* Assignment
Apart from the images, every record below must be given again without alteration.

* Given data
········
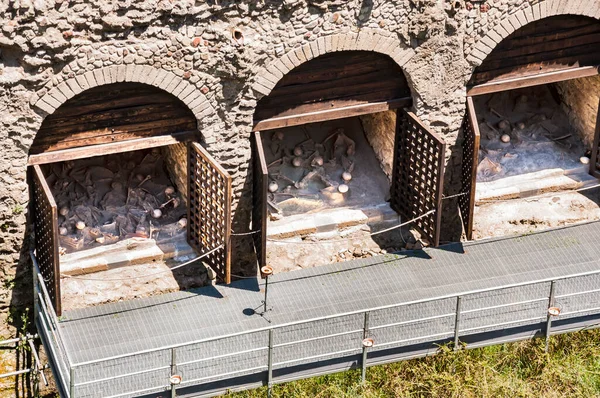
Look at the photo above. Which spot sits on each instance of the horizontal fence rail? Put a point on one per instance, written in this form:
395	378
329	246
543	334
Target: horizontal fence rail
279	349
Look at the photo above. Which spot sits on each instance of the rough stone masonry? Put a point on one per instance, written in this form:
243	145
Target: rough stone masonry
51	50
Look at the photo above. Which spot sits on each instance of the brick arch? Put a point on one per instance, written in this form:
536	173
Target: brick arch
534	12
186	92
365	40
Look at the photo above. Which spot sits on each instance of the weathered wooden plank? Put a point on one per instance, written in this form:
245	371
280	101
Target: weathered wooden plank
533	80
331	114
549	45
112	113
336	80
111	148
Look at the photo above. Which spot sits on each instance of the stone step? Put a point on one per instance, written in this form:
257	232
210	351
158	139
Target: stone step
329	220
121	254
527	185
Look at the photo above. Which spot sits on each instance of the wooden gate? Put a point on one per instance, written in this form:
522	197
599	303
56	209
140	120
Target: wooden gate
418	175
259	200
470	159
209	210
45	222
595	161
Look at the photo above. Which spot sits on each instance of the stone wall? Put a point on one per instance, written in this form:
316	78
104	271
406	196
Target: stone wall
580	102
380	129
219	57
176	163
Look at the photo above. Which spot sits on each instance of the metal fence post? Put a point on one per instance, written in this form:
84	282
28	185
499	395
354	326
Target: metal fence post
457	322
173	372
549	315
71	381
363	375
270	366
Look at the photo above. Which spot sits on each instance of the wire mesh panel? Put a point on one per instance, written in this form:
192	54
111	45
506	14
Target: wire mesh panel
45	222
595	163
418	175
209	210
470	157
259	201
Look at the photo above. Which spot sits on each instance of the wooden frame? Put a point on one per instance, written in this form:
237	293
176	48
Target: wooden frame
471	143
535	80
107	149
259	200
418	175
331	114
45	219
209	210
594	162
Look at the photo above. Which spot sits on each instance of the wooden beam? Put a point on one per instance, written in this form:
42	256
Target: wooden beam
110	148
331	114
534	80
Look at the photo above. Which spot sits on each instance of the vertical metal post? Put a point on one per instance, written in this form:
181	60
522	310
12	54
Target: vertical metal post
549	316
266	292
363	375
270	365
457	323
173	372
71	382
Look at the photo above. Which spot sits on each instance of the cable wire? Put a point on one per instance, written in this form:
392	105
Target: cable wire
146	276
308	242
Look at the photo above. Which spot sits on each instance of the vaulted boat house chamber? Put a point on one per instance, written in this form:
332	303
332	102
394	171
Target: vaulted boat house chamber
530	148
337	161
123	194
········
* Reply to the exercise
Look at the photo above. Which spot sits on each instance of the horizontal fence rail? Put a point on one per instance, written in this form:
395	378
329	246
543	334
Target: horizontal fence rail
279	349
Look at the photo above. Which spot sits on each instance of the rough stone masonry? Put a point on one per instance, written in this form:
243	145
Target: rough stone masonry
51	50
Look at the photo above. Which spot sits on each instance of the brick arch? Put a point on one per instance, written in this form:
536	173
Target: brick arch
534	12
186	92
365	40
Look at the photo above. Which spot sits on each instance of the weathered wooden plank? Put a point on one per instance, written in this form:
245	371
280	101
Target: weathered wooden plank
533	80
331	114
549	45
112	113
336	80
111	148
Look at the photo above. Which spot sits on each instance of the stone step? Put a point on one per instance, written in this form:
257	232
210	351
158	139
Target: stone step
329	220
121	254
527	185
Look at the photo above. Which spot sits on each instance of the wooden gate? Put a point on one per instance, written in this form:
522	197
599	303
56	209
140	120
Target: wooden gate
418	175
259	200
470	159
209	210
45	222
595	161
Look at the photo above. Which spot sits on each instance of the stone wall? Put a point on one per instance, written in this form:
316	78
104	271
406	196
Target: stone wall
580	102
380	129
219	57
176	163
Look at the photo above. Which spot sits on each instance of the metal fence post? Put a point on one per instance, written in this form:
84	282
28	185
499	395
354	326
Target: metal fence post
457	322
173	372
549	315
71	381
363	375
270	366
Look at the photo above. Which spot sits on each instance of the wire mesh panel? Put a point on one per instance, written in this form:
192	54
111	45
506	14
Target: wire mesh panel
45	222
595	163
418	175
209	210
470	157
259	201
Look at the photo above. Which spot sits on each instance of the wooden frame? Put a point on one per instance, written in this form:
237	293
176	48
Target: wooden frame
471	143
535	80
107	149
259	200
418	175
331	114
45	219
209	210
594	162
Look at the photo above. Which spot sits on each instance of the wooden beam? Put a point on one per instance, written in this form:
42	256
Target: wooden beam
110	148
331	114
534	80
Look at the photo above. Which spot sits on each instance of the vertical metal post? Put a point on one per instance, written in this form:
181	60
522	310
12	54
Target: vertical metal post
549	316
266	292
363	375
270	365
457	323
173	372
71	382
Look at the photo above. Which spot sits on each instance of the cable wire? Put a point on one per instance, written in this form:
392	105
Target: cable wire
146	276
308	242
Look at the photo above. Which spot sits on each instance of the vaulted boat house chamber? Put a point on one per instance, written in this form:
332	303
332	102
394	171
Target: vaulted boat house chamber
530	148
337	161
123	194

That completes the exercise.